**SCHRIFTLICHER AUFTRAG A**:
Schreibe aus der Auflistung alles ab der Zeile mit „Please tag the turquoise“ bis zum Ende der Auflistung unverändert ab. Bilder lässt du dabei weg.

**QUELLENAUSZUG**:
»»
Gute Reaktion: Zebras erarbeiten sich klaren Auswärtserfolg in Hamm
"Man hat heute eine andere Kieler Mannschaft als zuletzt gesehen": Patrick Wiencek war die Erleichterung nach den 60 Minuten in der ausverkauften Westpress-Arena anzusehen. Denn aus den Ergebnis-Nackenschlägen der vergangenen Tage zogen die Zebras offenbar die richtigen Schlüsse und zeigten am Dienstagabend beim Aufsteiger ASV Hamm-Westfalen eine gute Reaktion: Mit 37:24 (17:9) holte sich der THW Kiel zwei ganz sichere Auswärtszähler.
Sicherheit kehrte Minute für Minute zurück
Dabei kehrte nach einer zunächst wilden Anfangsphase auf beiden Seiten mit zunehmender Dauer die Sicherheit zurück ins Kieler Spiel. Maßgeblich hierfür waren die erfahrenen Zebras, die voran gingen: Niklas Landin hielt 15 Würfe, Domagoj Duvnjak war als Speerspitze der offensiv-ausgerichteten Kieler Abwehr ein steter Unruheherd für die Angriffsbemühungen der Gastgeber, Steffen Weinhold traf fünf Mal, und Wiencek erzielte mit sechs Toren die meisten Treffer. Einen starken Eindruck hinterließ auch Neuzugang Karl Wallinius: Der Schwede kam 19 Minuten vor dem Ende in die Partie und zeigte seine Klasse eindrucksvoll. Fünf Mal traf der 23-Jährige ins Schwarze und glänzte darüber hinaus auch als Anspieler von Rune Dahmke und Wiencek.
Traumstart in stimmunsvoller Atmosphäre
THW-Trainer Filip Jicha veränderte seine Startformation im Vergleich zum vergangenen Samstag nur auf einer Position: Niklas Landin begann im Tor, und der kompletten Mannschaft war von der ersten Sekunde an anzumerken, dass sie den ASV Hamm-Westfalen vor der stimmungsvollen Kulisse gar nicht erst zur Entfaltung kommen lassen wollen. Die Kieler 3-2-1 störte effektiv, und hinter der beweglichen Deckung schwang sich Landin schnell zu großer Form auf. Zwei Ballgewinne der Deckung, eine Parade, Nikola Bilyk, Duvnjak und Wiencek vom Kreis - 3:0 nach nicht einmal zwei Minuten. Und auch, wenn sich danach im bisweilen wilden Spiel beider Teams Fehler im Kieler Angriff mit Weltklasse-Aktionen in der Abwehr und im Tor abwechselten, blieben die Zebras am Drücker. Eric Johansson und Bilyk erhöhten auf 5:0, ehe nach 7:36 Minuten erstmals auch die Gastgeber jubeln durften. Die legten zwar schnell den nächsten Treffer nach, aber der THW Kiel blieb konsequent und ließ sich davon nicht verunsichern.
««
**SCHRIFTLICHER AUFTRAG B**:
Gib aus dem Spielbericht alles von „Gute Reaktion: Zebras“ bis einschließlich „ganz sichere Auswärtszähler.“ wortgetreu wieder.

Zeigedaten zu Fotoobjekten:
»»
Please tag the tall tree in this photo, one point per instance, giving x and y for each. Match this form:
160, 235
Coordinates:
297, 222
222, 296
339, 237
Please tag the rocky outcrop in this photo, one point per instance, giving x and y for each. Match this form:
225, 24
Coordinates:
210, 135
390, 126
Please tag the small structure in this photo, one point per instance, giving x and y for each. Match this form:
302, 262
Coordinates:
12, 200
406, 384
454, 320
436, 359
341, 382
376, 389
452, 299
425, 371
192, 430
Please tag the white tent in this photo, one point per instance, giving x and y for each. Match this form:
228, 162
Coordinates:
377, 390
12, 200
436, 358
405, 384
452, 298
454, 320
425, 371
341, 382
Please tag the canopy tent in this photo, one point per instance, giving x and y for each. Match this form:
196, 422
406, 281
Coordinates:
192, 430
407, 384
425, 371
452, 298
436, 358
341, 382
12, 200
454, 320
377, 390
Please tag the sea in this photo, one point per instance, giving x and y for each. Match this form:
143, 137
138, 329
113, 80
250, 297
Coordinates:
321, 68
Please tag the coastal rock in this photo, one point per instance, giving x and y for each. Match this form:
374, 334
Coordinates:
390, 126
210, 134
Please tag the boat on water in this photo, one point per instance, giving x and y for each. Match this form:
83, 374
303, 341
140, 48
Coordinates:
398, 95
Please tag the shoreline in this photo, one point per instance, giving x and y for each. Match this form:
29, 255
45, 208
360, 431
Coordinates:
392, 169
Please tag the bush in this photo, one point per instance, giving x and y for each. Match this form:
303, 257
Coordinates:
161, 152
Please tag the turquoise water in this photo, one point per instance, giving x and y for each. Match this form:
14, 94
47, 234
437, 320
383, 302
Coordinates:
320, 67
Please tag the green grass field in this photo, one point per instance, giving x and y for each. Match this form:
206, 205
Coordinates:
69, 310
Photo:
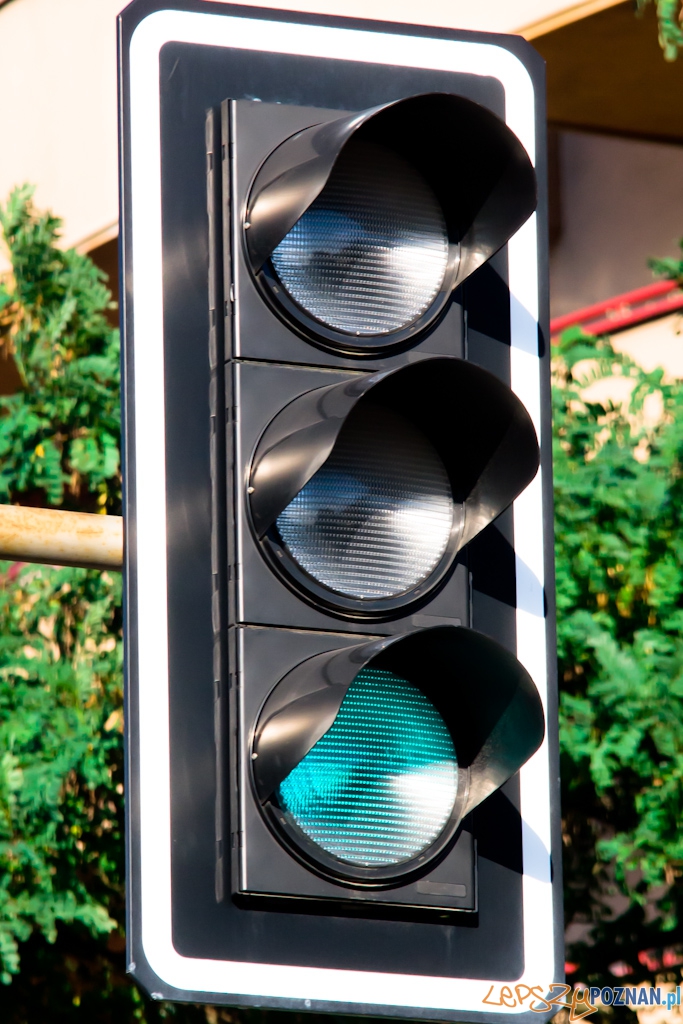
««
**RICHTIGES ERGEBNIS A**:
Please tag the turquoise water in this photo, one point per instance, giving x and y for each. Match this form:
14, 94
47, 234
437, 320
383, 302
Coordinates:
320, 67
Please tag the green grass field in this photo, one point per instance, giving x and y for each. Match this form:
206, 205
Coordinates:
69, 310
Photo:

**RICHTIGES ERGEBNIS B**:
Gute Reaktion: Zebras erarbeiten sich klaren Auswärtserfolg in Hamm
"Man hat heute eine andere Kieler Mannschaft als zuletzt gesehen": Patrick Wiencek war die Erleichterung nach den 60 Minuten in der ausverkauften Westpress-Arena anzusehen. Denn aus den Ergebnis-Nackenschlägen der vergangenen Tage zogen die Zebras offenbar die richtigen Schlüsse und zeigten am Dienstagabend beim Aufsteiger ASV Hamm-Westfalen eine gute Reaktion: Mit 37:24 (17:9) holte sich der THW Kiel zwei ganz sichere Auswärtszähler.